Document segment.
..............................
Perhaps surprisingly, the benefits of high emotional granularity are not only psychological. People who achieve it are also likely to have longer, healthier lives. They go to the doctor and use medication less frequently, and spend fewer days hospitalized for illness. Cancer patients, for example, have lower levels of harmful inflammation when they more frequently categorize, label and understand their emotions.

My lab discovered emotional granularity in the 1990s. We asked hundreds of volunteers to keep track of their emotional experiences for weeks or months. Everyone we tested used the same stock of emotion words, such as “sad” and “angry” and “afraid,” to describe their experiences. However, we found that some people used these words to refer to distinct experiences — each word represented a different emotion concept — while other people lumped these words together as a single concept meaning, roughly, “I feel miserable.”

It was natural to think that people with higher emotional granularity were just better at recognizing emotional states in themselves, but our lab found that this was not what was happening. Your brain, it turns out, in a very real sense constructs your emotional states — in the blink of an eye, outside of your awareness — and people who learn diverse concepts of emotion are better equipped to create more finely tailored emotions.

This is why emotional granularity can have such influence on your well-being and health: It gives your brain more precise tools for handling the myriad challenges that life throws at you.

Suppose you’re a resident of Flint, Mich., facing that city’s troubles with water contamination. Suppose that each morning, as you turn on the tap or send your children off to school, you experience an unpleasant feeling of general badness. You are overcome and sink further into a funk.
..............................
Given information.
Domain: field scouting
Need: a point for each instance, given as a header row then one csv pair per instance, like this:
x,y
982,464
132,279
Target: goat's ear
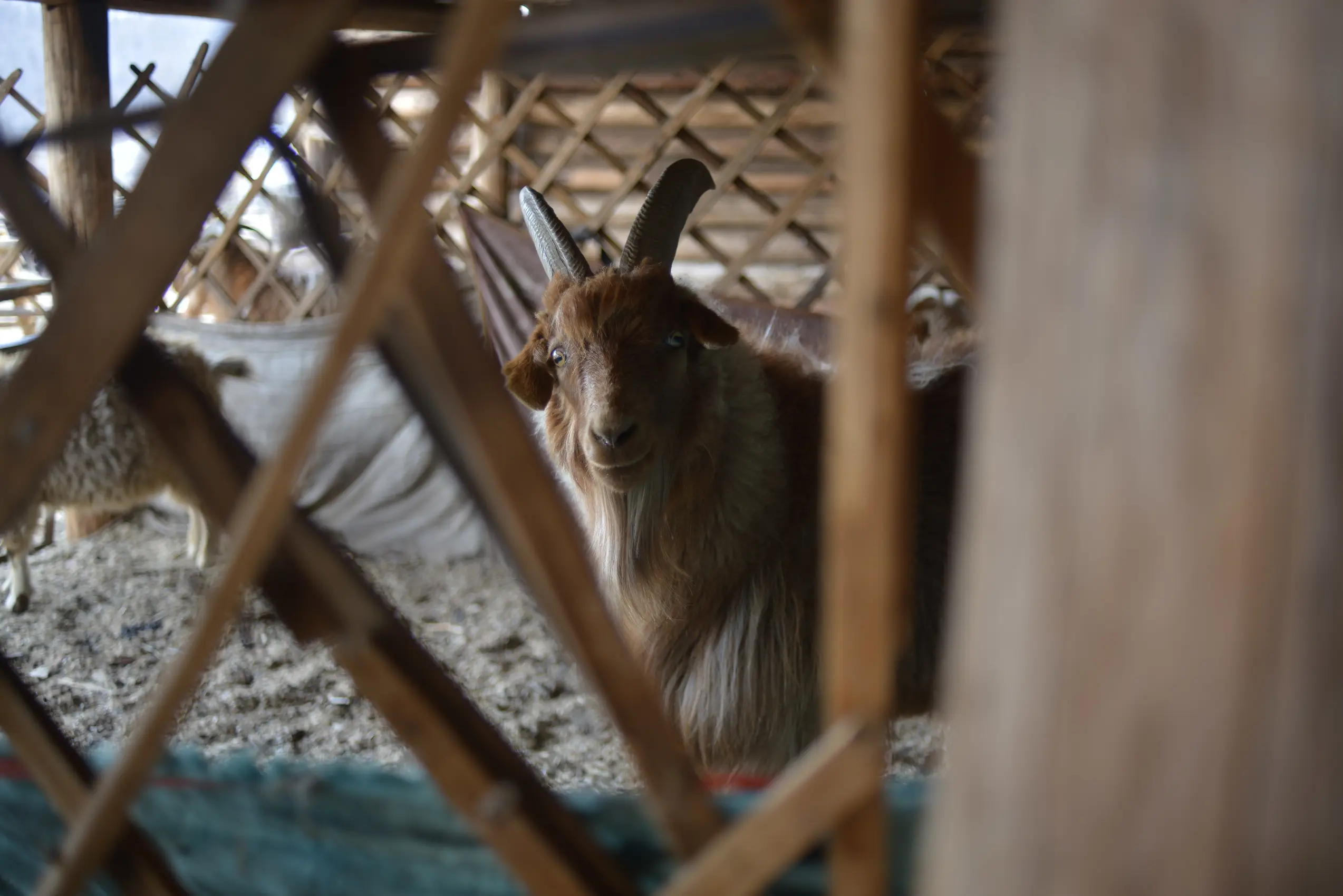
..............................
Apply what you read.
1. List the emotion words that the passage on emotional granularity gives as examples of the stock everyone tested used.
2. Quote the passage on emotional granularity word for word, starting at "This is why" and ending at "throws at you.".

Answers provided.
1. sad, angry, afraid

2.
This is why emotional granularity can have such influence on your well-being and health: It gives your brain more precise tools for handling the myriad challenges that life throws at you.